BEGIN The data

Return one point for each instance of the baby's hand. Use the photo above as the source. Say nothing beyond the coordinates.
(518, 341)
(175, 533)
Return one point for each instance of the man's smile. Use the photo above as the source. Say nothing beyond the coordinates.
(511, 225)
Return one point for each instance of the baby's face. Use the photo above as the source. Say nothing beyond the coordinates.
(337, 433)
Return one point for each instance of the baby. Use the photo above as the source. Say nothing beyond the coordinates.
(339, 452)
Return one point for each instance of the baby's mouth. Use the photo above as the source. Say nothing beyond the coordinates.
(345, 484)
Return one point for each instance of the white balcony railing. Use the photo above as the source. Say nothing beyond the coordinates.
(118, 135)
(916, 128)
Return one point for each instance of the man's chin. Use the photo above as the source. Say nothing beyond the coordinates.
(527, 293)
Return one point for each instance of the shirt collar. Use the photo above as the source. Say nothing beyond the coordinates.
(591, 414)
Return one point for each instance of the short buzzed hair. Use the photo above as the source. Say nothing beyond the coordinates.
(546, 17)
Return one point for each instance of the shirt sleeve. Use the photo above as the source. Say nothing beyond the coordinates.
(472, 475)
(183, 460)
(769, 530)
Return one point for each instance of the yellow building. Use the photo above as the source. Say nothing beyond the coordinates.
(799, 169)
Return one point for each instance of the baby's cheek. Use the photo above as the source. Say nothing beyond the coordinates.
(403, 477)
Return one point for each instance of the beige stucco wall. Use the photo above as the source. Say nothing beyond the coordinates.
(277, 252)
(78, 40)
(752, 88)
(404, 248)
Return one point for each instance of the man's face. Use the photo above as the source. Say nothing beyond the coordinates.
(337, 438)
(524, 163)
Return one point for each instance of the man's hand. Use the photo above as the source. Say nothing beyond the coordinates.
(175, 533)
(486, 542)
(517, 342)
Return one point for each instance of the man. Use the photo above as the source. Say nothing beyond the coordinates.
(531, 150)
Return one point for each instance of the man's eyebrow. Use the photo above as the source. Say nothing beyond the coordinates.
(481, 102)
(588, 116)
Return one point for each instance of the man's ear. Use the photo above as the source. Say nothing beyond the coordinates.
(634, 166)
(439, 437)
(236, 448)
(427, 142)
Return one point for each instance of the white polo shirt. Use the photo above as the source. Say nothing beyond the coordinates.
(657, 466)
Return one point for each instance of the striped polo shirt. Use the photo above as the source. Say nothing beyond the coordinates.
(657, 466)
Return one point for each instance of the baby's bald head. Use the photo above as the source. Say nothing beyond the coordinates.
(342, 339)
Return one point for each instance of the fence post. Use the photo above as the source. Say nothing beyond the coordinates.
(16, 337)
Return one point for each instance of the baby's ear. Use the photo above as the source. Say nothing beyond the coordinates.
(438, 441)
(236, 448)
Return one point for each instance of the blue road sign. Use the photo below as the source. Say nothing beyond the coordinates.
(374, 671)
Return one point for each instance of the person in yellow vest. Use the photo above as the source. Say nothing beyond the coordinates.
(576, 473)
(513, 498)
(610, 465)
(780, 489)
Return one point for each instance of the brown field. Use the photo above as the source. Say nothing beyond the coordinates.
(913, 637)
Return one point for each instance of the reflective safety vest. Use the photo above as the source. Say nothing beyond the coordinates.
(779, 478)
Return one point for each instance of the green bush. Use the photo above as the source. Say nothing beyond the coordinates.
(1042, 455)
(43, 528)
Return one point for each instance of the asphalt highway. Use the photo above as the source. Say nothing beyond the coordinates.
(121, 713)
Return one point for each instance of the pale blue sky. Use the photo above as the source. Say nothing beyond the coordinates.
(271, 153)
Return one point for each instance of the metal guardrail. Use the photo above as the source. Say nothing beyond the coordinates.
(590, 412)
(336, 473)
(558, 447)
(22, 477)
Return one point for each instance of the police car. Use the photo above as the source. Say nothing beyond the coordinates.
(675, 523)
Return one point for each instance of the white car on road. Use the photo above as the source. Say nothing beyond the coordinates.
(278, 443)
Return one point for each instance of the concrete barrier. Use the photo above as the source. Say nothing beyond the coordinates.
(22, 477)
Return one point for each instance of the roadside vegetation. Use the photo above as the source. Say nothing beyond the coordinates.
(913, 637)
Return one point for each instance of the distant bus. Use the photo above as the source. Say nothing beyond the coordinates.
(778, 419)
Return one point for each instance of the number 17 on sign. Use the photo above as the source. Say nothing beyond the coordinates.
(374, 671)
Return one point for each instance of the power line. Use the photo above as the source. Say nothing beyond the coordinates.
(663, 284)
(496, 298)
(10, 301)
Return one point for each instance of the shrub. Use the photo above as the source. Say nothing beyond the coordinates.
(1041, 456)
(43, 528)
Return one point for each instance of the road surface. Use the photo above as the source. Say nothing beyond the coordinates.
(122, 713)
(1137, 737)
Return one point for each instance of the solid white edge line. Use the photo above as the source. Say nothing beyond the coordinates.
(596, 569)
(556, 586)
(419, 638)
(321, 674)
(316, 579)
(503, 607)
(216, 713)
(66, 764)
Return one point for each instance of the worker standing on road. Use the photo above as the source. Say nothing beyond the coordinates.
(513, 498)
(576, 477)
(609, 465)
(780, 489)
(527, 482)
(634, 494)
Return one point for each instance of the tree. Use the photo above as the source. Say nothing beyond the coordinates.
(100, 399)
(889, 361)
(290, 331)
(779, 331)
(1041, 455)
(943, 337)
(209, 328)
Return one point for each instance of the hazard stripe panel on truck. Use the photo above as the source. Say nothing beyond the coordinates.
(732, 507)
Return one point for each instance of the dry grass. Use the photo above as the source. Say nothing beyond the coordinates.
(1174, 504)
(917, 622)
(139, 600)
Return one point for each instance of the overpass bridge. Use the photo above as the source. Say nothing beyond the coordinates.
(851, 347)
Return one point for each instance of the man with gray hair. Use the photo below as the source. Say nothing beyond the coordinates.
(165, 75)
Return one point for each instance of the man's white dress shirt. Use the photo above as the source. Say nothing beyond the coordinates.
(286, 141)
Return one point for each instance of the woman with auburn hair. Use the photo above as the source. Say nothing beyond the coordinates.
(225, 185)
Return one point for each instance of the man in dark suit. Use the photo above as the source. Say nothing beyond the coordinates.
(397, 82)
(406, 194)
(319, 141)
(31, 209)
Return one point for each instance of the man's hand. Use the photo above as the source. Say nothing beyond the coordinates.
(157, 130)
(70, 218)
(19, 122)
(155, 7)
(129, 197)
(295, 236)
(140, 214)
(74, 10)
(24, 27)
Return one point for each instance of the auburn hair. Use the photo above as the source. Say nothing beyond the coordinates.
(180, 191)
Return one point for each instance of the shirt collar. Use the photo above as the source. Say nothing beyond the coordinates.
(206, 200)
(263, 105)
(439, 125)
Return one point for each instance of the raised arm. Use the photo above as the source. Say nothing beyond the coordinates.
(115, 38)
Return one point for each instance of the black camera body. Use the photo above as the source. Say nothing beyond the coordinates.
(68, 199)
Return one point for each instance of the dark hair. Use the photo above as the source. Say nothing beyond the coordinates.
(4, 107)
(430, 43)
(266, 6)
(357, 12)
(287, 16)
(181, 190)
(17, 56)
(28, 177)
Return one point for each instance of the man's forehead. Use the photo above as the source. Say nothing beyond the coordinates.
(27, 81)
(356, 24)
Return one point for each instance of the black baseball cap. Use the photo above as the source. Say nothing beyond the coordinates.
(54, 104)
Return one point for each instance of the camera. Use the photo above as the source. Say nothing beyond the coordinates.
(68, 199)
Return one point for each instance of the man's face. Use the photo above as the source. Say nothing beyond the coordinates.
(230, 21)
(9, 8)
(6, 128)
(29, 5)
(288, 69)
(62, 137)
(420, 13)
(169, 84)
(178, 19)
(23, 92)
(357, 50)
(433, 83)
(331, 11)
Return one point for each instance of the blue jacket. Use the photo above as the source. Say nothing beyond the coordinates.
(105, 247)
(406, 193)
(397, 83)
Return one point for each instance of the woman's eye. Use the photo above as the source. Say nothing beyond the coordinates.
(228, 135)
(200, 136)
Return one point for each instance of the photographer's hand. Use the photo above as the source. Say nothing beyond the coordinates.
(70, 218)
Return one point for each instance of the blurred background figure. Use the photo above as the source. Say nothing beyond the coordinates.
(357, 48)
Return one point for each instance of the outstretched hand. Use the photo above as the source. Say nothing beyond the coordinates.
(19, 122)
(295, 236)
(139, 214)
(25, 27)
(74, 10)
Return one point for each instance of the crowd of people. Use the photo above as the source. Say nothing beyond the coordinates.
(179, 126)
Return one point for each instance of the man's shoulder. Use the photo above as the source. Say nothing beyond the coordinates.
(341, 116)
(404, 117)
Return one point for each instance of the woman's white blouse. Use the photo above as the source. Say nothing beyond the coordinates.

END The data

### The problem
The last part of the records is the answer, beginning at the line that holds "Return one point for each instance of the man's shoulder." and including the final line, repeated exactly.

### Output below
Return one point for each instance of the man's shoulder. Use the photo above as the source. Say nothing beyond the coordinates.
(341, 116)
(404, 117)
Return one point for each instance of the woman's white blouse. Use the photo above as the source. Say nothing beyond the coordinates.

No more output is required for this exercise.